# [Questions]
(A) In the article on robotic cells, switch "automation software" to "cell-management software" and write out the passage that begins at the words "To achieve higher" and stops after "through the cell.".
(B) Put this sentence from the article on robotic cells into Spanish: "The contour machining cell will employ 10 high-speed machining centers, one electrical discharge machine (EDM), and one coordinate measuring machine (CMM)."
(C) Carry the article on robotic cells forward with the next part, starting right after its last sentence.

# [Source text]
====

Need to Know: Robotic Cells Promise Higher Efficiency

for Machining Permanent Molds

Anderson Global CEO John McIntrye has set several goals for his Muskegon, MI, company, formerly known as Anderson Pattern Co. One of these is to provide permanent-mold tooling for metalcasters on a global basis using robotic cells that operate 24 hours per day, seven days per week. The way McIntyre sees it, fully automated robotic manufacturing of complex foundry tooling will be required to meet the demands of this industrial sector as it progresses globally, commercialy, and technologically.

McIntyre identifies three justifications for a robotic cell to produce foundry tooling: higher utilization of expensive machines dedicated to the cell; automation of non-value-added steps previously done by direct labor; and reduced lead times.

To achieve higher equipment utilization, McIntyre projects that a robotic cell may operate with a spindle up-time of 87% for a CNC machine, versus 40% in a conventional tooling manufacturing plant.

Anderson’s first step in this direction is using an automated cell to machine contours. The contour machining cell will employ 10 high-speed machining centers, one electrical discharge machine (EDM), and one coordinate measuring machine (CMM).

The CNC, CMM, and EDM machines will be controlled by automation software. All controls, machines, robots, and software must be capable of “talking” to each other without translation problems. Also, the cell’s automation system needs to be flexible. The tooling produced may change from job to job, during operation, and some workpieces may be put on hold while other, higher priority jobs are run through the cell.

====

# [Provided records]
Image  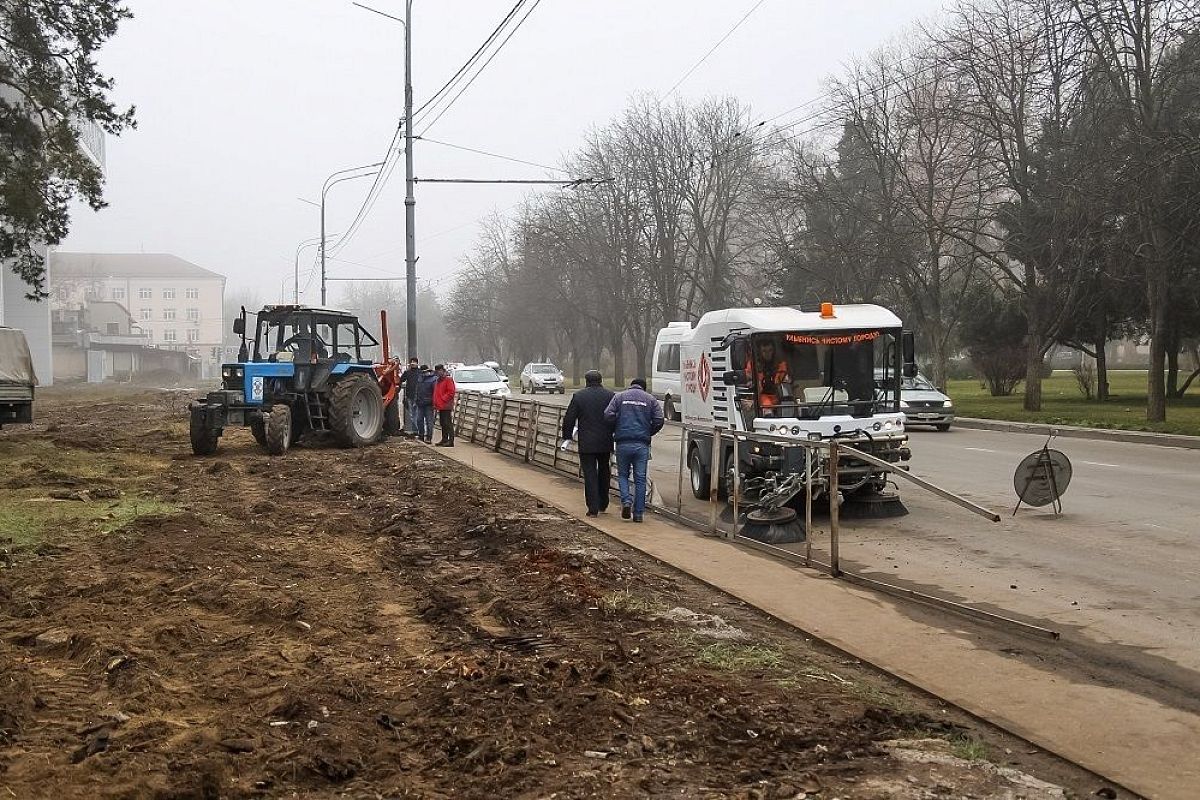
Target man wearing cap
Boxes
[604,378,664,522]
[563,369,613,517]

====

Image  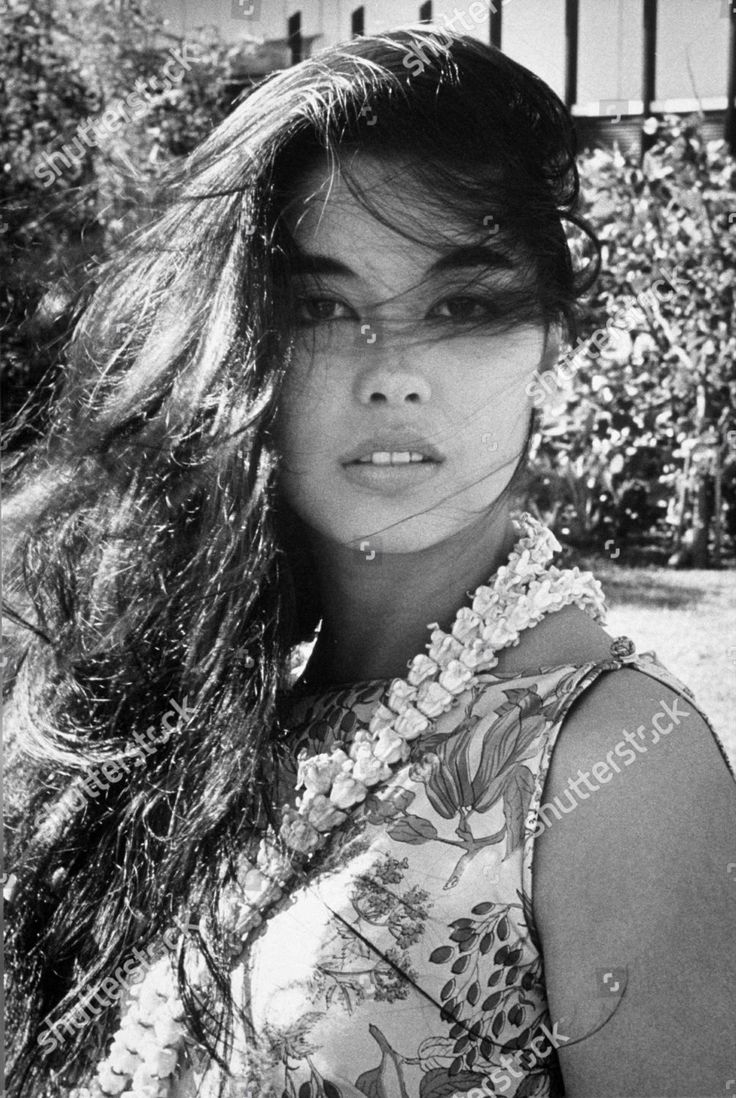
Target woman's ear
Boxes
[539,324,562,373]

====

# [Answers for the tasks]
(A)
To achieve higher equipment utilization, McIntyre projects that a robotic cell may operate with a spindle up-time of 87% for a CNC machine, versus 40% in a conventional tooling manufacturing plant.

Anderson’s first step in this direction is using an automated cell to machine contours. The contour machining cell will employ 10 high-speed machining centers, one electrical discharge machine (EDM), and one coordinate measuring machine (CMM).

The CNC, CMM, and EDM machines will be controlled by cell-management software. All controls, machines, robots, and software must be capable of “talking” to each other without translation problems. Also, the cell’s automation system needs to be flexible. The tooling produced may change from job to job, during operation, and some workpieces may be put on hold while other, higher priority jobs are run through the cell.

(B) La celda de mecanizado de contornos empleará 10 centros de mecanizado de alta velocidad, una máquina de electroerosión (EDM) y una máquina de medición por coordenadas (CMM).

(C)
To accommodate this additional machinery, Anderson Global has purchased a building adjacent to its plant to house its engineering department and the automated machining center. A connector between the buildings will make it possible to move products between the sites. The new installation will be capable of running unmanned, around the clock, tended by a rail-based system of industrial robots.

“A robot will take a workpiece from a storage area and move it to the machine that is calling for it,” says McIntyre. “When the workpiece is done being machined, the robot will return it to the finished-piece section of the storage area.”

Tool changes also will be handled automatically. According to McIntyre the concept follows one implemented by a Canadian manufacturer of plastics injection molds.

McIntyre calls the contour machining cell “the heart of the business, because it creates the shape we sell.” He predicts that quicker throughputs derived from the robotic cell will help Anderson Global to increase sales 75-85%.

Steps two and three in the evolution will be developing a cell that focuses on the machining of pockets, plates, frames, and rigging for the tooling, and another cell that assembles the many parts involved in the final tooling configuration.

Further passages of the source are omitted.